═════ Text shown ═════

The posterior retina is a site of oxytocin (OXT) activation of the oxytocin receptor (OXTR), according to a study published online.
The posterior retina is a site of oxytocin (OXT) activation of the oxytocin receptor (OXTR), which may serve as a paracrine signalling pathway contributing to communication between the retinal pigment epithelium and the cone photoreceptor, according to a study published online in Investigative Ophthalmology and Visual Science.
Researchers from the University of Wisconsin (USA), used immunohistochemistry using cell specific markers to localize OXT within a rhesus retina, and reverse transcription polymerase chain reaction (RT-PCR) and immunohistochemistry to assess the expression of OXTR in both rhesus and human retinas.
To determine the expression of OXTR in cultured human foetal retinal pigment epithelium (hfRPE) cells, the researchers used single-cell RT-PCR and Western blot analyses. To assess transient mobilization of intracellular Ca2+ ([Ca2+]i), the hfRPE cells were loaded with Fura-2-acetoxymethyl ester and studied by ratiometric Ca2+ imaging.

═════ Supplied records ═════

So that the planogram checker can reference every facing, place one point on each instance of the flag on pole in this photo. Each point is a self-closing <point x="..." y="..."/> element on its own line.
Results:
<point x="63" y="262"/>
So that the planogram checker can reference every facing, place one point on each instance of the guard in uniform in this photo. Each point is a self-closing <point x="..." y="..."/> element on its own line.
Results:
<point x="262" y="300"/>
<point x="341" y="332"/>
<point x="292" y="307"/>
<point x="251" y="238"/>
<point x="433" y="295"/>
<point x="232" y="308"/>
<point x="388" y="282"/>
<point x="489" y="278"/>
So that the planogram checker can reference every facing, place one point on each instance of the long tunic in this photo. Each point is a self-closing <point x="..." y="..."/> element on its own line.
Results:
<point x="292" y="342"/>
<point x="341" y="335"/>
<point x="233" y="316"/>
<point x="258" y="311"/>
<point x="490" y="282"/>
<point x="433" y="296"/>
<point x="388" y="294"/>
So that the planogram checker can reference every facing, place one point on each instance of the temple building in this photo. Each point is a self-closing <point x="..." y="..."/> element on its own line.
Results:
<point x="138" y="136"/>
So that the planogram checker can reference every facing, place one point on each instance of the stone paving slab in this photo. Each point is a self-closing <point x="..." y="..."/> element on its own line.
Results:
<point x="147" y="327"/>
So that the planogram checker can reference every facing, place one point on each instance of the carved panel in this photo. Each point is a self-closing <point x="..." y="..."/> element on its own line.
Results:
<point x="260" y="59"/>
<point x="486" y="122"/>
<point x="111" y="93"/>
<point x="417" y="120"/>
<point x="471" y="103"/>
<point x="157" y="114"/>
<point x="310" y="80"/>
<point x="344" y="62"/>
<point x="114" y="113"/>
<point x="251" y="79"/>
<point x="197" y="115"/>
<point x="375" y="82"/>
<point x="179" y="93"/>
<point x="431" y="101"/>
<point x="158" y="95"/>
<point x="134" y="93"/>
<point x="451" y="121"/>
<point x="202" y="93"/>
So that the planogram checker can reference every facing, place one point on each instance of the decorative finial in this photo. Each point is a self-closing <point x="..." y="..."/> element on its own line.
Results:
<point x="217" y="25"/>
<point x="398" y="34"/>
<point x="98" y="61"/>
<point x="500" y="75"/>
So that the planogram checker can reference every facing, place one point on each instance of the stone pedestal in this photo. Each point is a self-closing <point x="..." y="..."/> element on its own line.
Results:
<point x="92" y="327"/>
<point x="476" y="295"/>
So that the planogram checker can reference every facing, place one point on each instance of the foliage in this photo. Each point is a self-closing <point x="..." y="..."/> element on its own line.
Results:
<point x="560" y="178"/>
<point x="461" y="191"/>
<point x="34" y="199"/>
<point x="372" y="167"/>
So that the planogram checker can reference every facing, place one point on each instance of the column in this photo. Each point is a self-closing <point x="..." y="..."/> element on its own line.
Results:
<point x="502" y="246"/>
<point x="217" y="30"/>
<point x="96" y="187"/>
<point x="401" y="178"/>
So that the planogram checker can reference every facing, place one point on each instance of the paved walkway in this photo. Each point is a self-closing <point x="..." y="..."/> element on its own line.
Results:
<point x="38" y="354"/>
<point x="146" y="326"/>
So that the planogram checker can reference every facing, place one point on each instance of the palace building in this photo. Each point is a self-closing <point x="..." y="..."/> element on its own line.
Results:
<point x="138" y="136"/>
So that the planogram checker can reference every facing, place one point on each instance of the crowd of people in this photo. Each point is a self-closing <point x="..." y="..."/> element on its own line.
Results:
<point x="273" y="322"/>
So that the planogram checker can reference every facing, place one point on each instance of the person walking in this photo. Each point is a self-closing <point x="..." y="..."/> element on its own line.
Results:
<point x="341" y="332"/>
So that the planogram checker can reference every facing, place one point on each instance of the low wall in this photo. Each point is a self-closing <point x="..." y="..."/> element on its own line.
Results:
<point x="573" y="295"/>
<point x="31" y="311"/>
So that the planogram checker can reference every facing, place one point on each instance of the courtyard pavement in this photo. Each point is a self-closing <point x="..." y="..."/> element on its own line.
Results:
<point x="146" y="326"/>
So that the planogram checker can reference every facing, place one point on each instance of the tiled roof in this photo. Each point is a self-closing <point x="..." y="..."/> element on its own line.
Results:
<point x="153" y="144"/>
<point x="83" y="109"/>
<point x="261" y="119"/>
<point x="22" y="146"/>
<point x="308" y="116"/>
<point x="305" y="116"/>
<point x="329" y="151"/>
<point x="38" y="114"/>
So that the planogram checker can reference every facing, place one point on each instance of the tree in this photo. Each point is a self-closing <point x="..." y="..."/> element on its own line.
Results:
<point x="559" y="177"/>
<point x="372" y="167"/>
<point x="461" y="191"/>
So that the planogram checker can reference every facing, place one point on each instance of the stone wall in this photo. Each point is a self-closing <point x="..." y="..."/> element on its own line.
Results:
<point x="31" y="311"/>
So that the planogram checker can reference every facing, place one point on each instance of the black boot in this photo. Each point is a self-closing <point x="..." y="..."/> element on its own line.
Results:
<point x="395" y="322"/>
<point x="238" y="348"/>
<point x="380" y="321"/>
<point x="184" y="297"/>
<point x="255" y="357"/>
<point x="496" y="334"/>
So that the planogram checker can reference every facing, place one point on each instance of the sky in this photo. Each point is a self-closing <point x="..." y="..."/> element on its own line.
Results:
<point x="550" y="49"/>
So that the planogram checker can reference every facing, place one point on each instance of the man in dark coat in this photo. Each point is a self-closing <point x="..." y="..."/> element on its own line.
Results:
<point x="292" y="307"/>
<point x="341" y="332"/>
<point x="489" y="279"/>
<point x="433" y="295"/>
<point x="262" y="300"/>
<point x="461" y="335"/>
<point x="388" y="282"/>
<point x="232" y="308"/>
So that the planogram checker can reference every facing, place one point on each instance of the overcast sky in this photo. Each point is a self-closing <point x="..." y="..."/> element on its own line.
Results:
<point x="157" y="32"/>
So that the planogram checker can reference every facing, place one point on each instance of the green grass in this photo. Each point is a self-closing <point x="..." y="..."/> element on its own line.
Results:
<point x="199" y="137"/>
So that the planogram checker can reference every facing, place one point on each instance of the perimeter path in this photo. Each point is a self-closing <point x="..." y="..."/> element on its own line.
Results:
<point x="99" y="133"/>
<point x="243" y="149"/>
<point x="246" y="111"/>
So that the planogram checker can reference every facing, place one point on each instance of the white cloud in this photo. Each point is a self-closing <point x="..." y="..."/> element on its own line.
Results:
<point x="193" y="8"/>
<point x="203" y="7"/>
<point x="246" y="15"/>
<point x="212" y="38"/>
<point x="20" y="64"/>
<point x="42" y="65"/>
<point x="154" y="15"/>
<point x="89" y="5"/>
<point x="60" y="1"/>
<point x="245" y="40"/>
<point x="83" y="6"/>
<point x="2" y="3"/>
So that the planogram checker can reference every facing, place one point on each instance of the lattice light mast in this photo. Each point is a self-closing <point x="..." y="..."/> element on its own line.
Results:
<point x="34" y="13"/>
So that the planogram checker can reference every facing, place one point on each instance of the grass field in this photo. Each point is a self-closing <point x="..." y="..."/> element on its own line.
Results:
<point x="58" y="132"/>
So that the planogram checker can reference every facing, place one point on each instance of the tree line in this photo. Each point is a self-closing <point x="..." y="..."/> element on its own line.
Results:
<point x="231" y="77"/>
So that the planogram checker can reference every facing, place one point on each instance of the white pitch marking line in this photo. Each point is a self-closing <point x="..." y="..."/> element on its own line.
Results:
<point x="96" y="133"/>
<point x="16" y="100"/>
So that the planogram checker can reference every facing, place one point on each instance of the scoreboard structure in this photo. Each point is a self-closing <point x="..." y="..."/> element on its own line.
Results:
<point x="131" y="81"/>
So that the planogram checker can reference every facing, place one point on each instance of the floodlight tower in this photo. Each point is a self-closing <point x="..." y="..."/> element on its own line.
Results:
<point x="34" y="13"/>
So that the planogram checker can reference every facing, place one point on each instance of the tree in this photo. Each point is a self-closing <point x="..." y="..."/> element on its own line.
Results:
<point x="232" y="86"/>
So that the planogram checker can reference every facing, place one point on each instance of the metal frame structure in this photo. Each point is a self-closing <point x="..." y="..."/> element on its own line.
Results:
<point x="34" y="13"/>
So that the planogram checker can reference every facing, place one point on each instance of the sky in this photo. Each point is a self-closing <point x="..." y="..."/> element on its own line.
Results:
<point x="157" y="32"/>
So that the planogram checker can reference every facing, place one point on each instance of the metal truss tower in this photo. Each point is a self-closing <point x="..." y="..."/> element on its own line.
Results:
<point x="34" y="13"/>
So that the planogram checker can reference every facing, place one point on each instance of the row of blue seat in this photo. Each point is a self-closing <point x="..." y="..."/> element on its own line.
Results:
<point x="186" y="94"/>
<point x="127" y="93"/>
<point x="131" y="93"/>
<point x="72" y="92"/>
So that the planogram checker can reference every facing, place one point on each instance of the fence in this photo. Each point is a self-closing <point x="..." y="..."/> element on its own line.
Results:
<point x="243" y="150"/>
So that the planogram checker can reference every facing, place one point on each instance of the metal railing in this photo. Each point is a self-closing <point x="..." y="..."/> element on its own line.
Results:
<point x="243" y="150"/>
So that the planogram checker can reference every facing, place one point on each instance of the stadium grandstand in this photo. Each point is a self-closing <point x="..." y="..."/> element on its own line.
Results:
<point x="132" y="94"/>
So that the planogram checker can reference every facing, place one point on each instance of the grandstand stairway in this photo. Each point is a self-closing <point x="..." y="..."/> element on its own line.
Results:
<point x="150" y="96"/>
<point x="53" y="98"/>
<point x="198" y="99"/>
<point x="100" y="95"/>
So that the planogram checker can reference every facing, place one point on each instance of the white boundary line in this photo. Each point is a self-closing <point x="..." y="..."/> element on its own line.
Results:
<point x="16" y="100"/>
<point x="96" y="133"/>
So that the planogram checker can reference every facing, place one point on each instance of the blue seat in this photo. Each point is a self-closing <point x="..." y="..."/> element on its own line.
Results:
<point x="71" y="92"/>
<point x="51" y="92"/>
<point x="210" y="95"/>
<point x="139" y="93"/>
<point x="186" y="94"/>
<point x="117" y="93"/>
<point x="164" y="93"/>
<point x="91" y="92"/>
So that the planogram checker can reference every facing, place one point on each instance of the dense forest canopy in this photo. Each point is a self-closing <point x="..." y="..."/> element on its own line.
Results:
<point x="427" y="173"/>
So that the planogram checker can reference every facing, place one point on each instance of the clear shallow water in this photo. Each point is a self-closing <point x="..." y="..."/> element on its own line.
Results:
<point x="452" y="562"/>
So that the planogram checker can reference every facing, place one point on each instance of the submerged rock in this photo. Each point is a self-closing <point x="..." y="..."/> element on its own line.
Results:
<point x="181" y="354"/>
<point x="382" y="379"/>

═════

## Work request 1:
In the oxytocin article, rewrite the paragraph beginning "Researchers from the University of Wisconsin" as a bulleted list, keeping its main facts.
## Work request 2:
Repeat the oxytocin article word for word from "Researchers from the" to "ratiometric Ca2+ imaging.".

## Task solution 1:
- Researchers: University of Wisconsin (USA)
- Localizing OXT in a rhesus retina: immunohistochemistry with cell-specific markers
- Assessing OXTR expression in rhesus and human retinas: reverse transcription polymerase chain reaction (RT-PCR) and immunohistochemistry

## Task solution 2:
Researchers from the University of Wisconsin (USA), used immunohistochemistry using cell specific markers to localize OXT within a rhesus retina, and reverse transcription polymerase chain reaction (RT-PCR) and immunohistochemistry to assess the expression of OXTR in both rhesus and human retinas.
To determine the expression of OXTR in cultured human foetal retinal pigment epithelium (hfRPE) cells, the researchers used single-cell RT-PCR and Western blot analyses. To assess transient mobilization of intracellular Ca2+ ([Ca2+]i), the hfRPE cells were loaded with Fura-2-acetoxymethyl ester and studied by ratiometric Ca2+ imaging.